Required work >> Reproduce every row below word for word. Leave out the pictures.

(Rows from an annotation dataset)
------------------------

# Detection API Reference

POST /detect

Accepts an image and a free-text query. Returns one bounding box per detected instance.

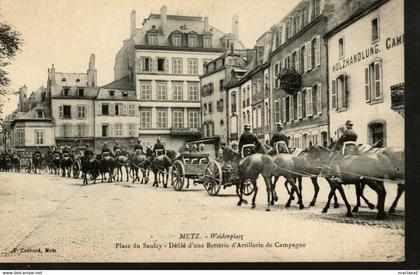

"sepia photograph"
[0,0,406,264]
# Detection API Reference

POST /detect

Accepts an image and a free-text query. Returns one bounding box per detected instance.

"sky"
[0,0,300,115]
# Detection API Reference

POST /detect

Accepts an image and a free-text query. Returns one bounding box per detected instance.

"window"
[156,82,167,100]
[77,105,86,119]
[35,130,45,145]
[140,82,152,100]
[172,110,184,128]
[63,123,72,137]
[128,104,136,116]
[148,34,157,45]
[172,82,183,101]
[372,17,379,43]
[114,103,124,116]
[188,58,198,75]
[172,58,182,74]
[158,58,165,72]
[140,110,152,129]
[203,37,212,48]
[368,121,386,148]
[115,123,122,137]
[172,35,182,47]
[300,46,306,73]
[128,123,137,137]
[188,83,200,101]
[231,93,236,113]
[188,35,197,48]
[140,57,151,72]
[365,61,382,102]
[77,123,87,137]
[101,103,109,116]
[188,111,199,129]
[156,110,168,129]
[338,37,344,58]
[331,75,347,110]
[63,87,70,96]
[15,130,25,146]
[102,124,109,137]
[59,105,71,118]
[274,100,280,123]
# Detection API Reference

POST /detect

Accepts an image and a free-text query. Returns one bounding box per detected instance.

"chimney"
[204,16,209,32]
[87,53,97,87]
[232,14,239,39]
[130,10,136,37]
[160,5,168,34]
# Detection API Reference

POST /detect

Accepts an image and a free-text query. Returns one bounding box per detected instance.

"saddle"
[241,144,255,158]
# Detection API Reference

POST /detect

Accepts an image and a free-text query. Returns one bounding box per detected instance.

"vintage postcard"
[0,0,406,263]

------------------------

The result >>
# Detection API Reference

POST /detect

Accepts an image and a free-text query. Returns one bounding box per detected instance.


"sepia photograph"
[0,0,406,264]
# Detection API Reference

POST /detect

Accepts an image and a free-text query. Returns one bounding box per detected instance.

"sky"
[0,0,300,115]
# Detection API Reference

POST /detect

Accepts an image and a free-text query. Returns one bounding box per detected instance.

"window"
[156,82,167,100]
[77,105,86,119]
[35,130,45,145]
[140,82,152,100]
[172,110,184,128]
[63,123,72,137]
[128,104,136,116]
[148,34,157,45]
[172,82,183,101]
[372,17,379,43]
[114,103,124,116]
[188,58,198,75]
[172,58,182,74]
[158,58,165,72]
[140,110,152,129]
[203,37,212,48]
[368,121,386,148]
[115,123,122,137]
[172,35,182,47]
[300,46,306,73]
[128,123,137,137]
[188,83,200,101]
[231,93,236,113]
[188,35,197,48]
[140,57,151,72]
[365,61,382,102]
[77,123,87,137]
[101,103,109,116]
[188,111,199,129]
[156,110,168,129]
[338,37,344,58]
[331,75,347,110]
[63,87,70,96]
[15,130,25,146]
[102,124,109,137]
[59,105,71,118]
[274,100,280,123]
# Detection API Reference

POST /detect

Accepts an image and a free-text query. Returns one bounding box per detected instance.

"chimney"
[204,16,209,32]
[87,53,97,87]
[232,14,239,39]
[130,10,136,37]
[160,5,168,34]
# Detection API Reference

POST /detect

Accepts an image and a free-text query. Returns one bounding box per detected instance.

"saddle"
[241,144,255,158]
# Detection API Reference

POST /detect

Accepts an image and a free-text query. Returns one bounding box per detected instance.

"vintage postcard"
[0,0,406,263]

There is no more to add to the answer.